DAFTAR TUGAS
• A. Salin persis bagian artikel tentang aktivis lingkungan di Filipina mulai dari "Filipina Paling Mematikan" sampai dengan "lingkungan dan lahan.".
• B. Terjemahkan kalimat dari artikel tentang aktivis lingkungan di Filipina ini ke dalam bahasa Inggris: "Tahun lalu setidaknya tercatat ada 30 aktivis yang tewas dibunuh."
• C. Jawab pertanyaan berikut berdasarkan artikel tentang aktivis lingkungan di Filipina.
(i) Berapa persen dari 164 pembunuhan yang berkorelasi dengan lingkungan terjadi di Filipina?
(ii) Apa jabatan Alice Harrison di Global Witness?
(iii) Di pulau mana letak ladang tebu tempat sembilan petani yang dibunuh itu bekerja?

TEKS YANG DIBERIKAN
====================
Selasa 30 Jul 2019 18:50 WIB

Filipina Paling Mematikan Bagi Aktivis Lingkungan 2018

Ini pertama kalinya Filipina masuk papan atas daftar tersebut.

Rep: Lintar Satria/ Red: Ani Nursalikah
(Ilustrasi) Bendera filipina
Foto: tangkapan layar
(Ilustrasi) Bendera filipina

REPUBLIKA.CO.ID, MANILA -- Organisasi pengawas hak asasi manusia Global Witness melaporkan Filipina menjadi negara yang paling mematikan bagi aktivis lingkungan dan lahan pada 2018. Tahun lalu setidaknya tercatat ada 30 aktivis yang tewas dibunuh.

Dilansir di Aljazirah dalam laporan yang dipublikasikan, Selasa (30/7), Global Witness melaporkan 18 persen dari 164 pembunuhan yang berkorelasi dengan lingkungan terjadi di Filipina. Ini pertama kalinya Filipina masuk papan atas daftar tersebut sejak Global Witness mulai mengumpulkan pembunuhan yang berkaitan dengan perlindungan lingkungan dan lahan.

Baca Juga

"Serangan-serangan jahat terhadap pembela lingkungan dan lahan masih terjadi, walaupun ada momentum tumbuhnya gerakan lingkungan di seluruh dunia," kata juru kampanye senior Global Witness, Alice Harrison, dalam pernyataannya, Selasa (30/7).

Dalam laporan Global Witness disebutkan, tahun lalu rata-rata setiap pekan ada tiga orang yang tewas dibunuh saat sedang melindungi tanah dan lingkungan dari berbagai industri, seperti industri pertambangan, penebangan, dan bisnis pertanian lainnya.

"Ini ironi yang sangat brutal sementara sistem peradilan masih rutin memungkinkan pembunuh pembela lingkungan berjalan bebas, mereka juga memberikan label para aktivis sendiri sebagai teroris, mata-mata atau penjahat berbahaya," kata Harrison.

Sembilan petani yang berkerja di ladang tebu era-kolonial di pusat pulau Negros termasuk aktivis lingkungan yang dibunuh di Filipina tahun lalu. Korban insiden Oktober 2018 itu termasuk empat orang perempuan dan dua orang remaja.
====================
CUPLIKAN DATA
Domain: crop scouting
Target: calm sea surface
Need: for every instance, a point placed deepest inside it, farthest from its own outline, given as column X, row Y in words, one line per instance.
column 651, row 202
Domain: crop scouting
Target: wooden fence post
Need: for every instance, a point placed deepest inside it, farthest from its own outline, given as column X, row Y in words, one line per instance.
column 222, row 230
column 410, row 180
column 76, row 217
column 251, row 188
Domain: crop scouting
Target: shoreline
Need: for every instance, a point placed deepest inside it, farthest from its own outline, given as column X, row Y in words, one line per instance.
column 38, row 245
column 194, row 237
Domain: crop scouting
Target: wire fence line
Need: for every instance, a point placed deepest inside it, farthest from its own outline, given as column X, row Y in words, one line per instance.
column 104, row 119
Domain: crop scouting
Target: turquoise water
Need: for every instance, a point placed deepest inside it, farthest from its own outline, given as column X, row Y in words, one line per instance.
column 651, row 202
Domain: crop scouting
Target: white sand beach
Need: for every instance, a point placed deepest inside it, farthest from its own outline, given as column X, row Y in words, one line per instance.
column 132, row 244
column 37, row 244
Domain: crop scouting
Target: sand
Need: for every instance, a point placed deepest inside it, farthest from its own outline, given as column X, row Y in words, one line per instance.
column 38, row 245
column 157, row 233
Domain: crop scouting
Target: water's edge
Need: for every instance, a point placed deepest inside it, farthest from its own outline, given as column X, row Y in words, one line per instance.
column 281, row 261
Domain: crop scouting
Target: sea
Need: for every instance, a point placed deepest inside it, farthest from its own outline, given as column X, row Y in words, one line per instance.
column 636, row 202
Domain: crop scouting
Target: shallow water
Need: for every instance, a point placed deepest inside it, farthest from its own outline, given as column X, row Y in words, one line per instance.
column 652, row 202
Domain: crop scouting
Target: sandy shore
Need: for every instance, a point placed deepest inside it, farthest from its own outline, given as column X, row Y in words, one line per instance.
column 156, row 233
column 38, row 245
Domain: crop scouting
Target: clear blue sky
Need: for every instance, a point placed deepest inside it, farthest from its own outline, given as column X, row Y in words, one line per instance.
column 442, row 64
====================
KUNCI JAWABAN
• A.
Filipina Paling Mematikan Bagi Aktivis Lingkungan 2018

Ini pertama kalinya Filipina masuk papan atas daftar tersebut.

Rep: Lintar Satria/ Red: Ani Nursalikah
(Ilustrasi) Bendera filipina
Foto: tangkapan layar
(Ilustrasi) Bendera filipina

REPUBLIKA.CO.ID, MANILA -- Organisasi pengawas hak asasi manusia Global Witness melaporkan Filipina menjadi negara yang paling mematikan bagi aktivis lingkungan dan lahan pada 2018. Tahun lalu setidaknya tercatat ada 30 aktivis yang tewas dibunuh.

Dilansir di Aljazirah dalam laporan yang dipublikasikan, Selasa (30/7), Global Witness melaporkan 18 persen dari 164 pembunuhan yang berkorelasi dengan lingkungan terjadi di Filipina. Ini pertama kalinya Filipina masuk papan atas daftar tersebut sejak Global Witness mulai mengumpulkan pembunuhan yang berkaitan dengan perlindungan lingkungan dan lahan.

• B. Last year, at least 30 activists were recorded as having been killed.

• C.
(i) 18 persen.
(ii) Juru kampanye senior.
(iii) Di pusat pulau Negros.